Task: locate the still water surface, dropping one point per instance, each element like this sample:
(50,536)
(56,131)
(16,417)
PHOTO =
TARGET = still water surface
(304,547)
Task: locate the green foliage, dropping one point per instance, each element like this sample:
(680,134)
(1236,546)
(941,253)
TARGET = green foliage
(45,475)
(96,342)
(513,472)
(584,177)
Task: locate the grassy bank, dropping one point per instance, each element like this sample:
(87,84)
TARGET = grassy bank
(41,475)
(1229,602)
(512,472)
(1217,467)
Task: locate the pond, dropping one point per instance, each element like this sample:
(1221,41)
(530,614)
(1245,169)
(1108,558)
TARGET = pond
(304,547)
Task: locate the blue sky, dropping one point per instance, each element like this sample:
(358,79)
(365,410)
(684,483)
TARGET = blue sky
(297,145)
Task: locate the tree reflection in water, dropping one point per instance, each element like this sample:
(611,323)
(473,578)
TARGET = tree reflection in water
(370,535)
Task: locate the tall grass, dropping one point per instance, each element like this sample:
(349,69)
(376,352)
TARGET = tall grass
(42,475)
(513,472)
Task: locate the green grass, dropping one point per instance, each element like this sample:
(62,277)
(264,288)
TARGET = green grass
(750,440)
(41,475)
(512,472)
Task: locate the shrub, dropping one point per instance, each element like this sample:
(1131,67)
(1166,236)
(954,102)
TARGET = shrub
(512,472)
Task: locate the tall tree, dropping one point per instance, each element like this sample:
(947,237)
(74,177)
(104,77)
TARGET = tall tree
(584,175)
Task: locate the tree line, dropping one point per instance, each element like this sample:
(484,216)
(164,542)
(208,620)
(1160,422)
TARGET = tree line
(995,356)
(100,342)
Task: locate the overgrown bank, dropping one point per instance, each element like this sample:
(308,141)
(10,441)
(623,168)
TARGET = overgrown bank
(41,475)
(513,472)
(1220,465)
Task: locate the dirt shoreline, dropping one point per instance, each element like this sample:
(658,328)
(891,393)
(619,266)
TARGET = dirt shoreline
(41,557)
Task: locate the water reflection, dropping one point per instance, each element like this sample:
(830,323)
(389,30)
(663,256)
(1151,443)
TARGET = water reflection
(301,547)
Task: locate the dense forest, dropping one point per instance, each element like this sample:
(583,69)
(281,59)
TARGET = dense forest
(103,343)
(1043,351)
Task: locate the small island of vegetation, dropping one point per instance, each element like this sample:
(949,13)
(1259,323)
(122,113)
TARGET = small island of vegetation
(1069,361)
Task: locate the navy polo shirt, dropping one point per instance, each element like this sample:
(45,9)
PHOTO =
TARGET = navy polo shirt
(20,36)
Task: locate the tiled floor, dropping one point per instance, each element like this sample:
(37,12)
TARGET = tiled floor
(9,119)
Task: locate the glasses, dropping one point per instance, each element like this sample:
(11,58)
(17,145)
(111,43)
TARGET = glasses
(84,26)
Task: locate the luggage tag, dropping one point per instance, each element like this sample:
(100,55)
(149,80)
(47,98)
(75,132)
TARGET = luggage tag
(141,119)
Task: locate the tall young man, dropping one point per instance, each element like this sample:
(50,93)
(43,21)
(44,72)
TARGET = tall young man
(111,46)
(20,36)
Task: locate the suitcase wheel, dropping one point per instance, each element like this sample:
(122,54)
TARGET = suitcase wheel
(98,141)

★ ★ ★ ★

What you have to do: Take the entries above and return all of them exactly.

Answer for this exercise:
Task: locate the still water surface, dropping one point per instance, each element like this sample:
(50,536)
(56,131)
(16,417)
PHOTO =
TARGET = still water surface
(304,547)
Task: locate the green foliage, dropping one point per instance, each element like this sample:
(680,134)
(1236,546)
(941,253)
TARGET = green foliage
(45,475)
(96,342)
(513,472)
(584,177)
Task: locate the grassy bank, dropping one point per instance, each element like this sample:
(87,84)
TARGET = grassy bank
(41,475)
(1229,602)
(512,472)
(1217,467)
Task: locate the pond, dropping one point per instance, each element like this sample:
(1221,41)
(530,614)
(1245,169)
(1108,558)
TARGET = pond
(304,547)
Task: locate the blue sky, dropping one point per instance, each element like this sample:
(358,79)
(365,410)
(684,483)
TARGET = blue sky
(297,145)
Task: locate the tree reflection in water, dropping one point per instance, each element like this sample:
(611,323)
(473,578)
TARGET = tree reflection in water
(370,535)
Task: locate the tall grass, dropping one point per instance, each element like this sample:
(349,69)
(376,352)
TARGET = tall grass
(42,475)
(513,472)
Task: locate the green grass, dropping one point per instance, each element like this sample:
(62,277)
(264,288)
TARGET = green grass
(750,440)
(41,475)
(512,472)
Task: locate the shrub, dropping one point per instance, each element like this sample:
(1131,67)
(1166,236)
(954,102)
TARGET = shrub
(512,472)
Task: locate the tall tree, dropping one point per instance, each element like this sample:
(947,237)
(74,177)
(104,77)
TARGET = tall tree
(584,175)
Task: locate the tree line, dropping one point per instance, each element like this sample:
(484,216)
(164,542)
(208,620)
(1160,422)
TARGET = tree line
(995,356)
(100,342)
Task: locate the overgrown bank, dropping one point per instance, each element like this sample:
(308,141)
(10,441)
(623,168)
TARGET = overgrown bank
(41,475)
(513,472)
(1220,465)
Task: locate the dirt shoreline, dropping one point per instance, each element like this sample:
(658,328)
(891,393)
(619,266)
TARGET = dirt shoreline
(41,557)
Task: locate the water reflection, dropping one point per instance, each element like this sample:
(830,323)
(389,30)
(663,256)
(1151,443)
TARGET = water reflection
(301,547)
Task: locate the dense forest, dropping one point per instance, each element like this sample:
(583,69)
(281,59)
TARGET = dense forest
(103,343)
(1043,351)
Task: locate the small island of vegetation, dropping one point per instance, each element like this sample:
(949,13)
(1259,323)
(122,113)
TARGET = small island of vegetation
(1069,361)
Task: locate the navy polo shirt, dropping one point per instance, each element like this sample:
(45,9)
PHOTO =
TARGET = navy polo shirt
(20,36)
Task: locate the tiled floor, dropping one point per instance, each element like this sample:
(37,12)
TARGET = tiled floor
(9,119)
Task: locate the glasses, dropping one point per instance, each element like this sample:
(11,58)
(17,145)
(111,43)
TARGET = glasses
(84,26)
Task: locate the luggage tag, dropping one point per instance, each element like this sample:
(100,55)
(149,80)
(47,98)
(75,132)
TARGET = luggage tag
(141,119)
Task: locate the tall young man, dropping one point per instance, each element like this sample:
(50,93)
(43,21)
(44,72)
TARGET = tall young man
(111,46)
(20,36)
Task: locate the suitcase wheel, dropping one point per instance, each element like this sample:
(122,54)
TARGET = suitcase wheel
(98,141)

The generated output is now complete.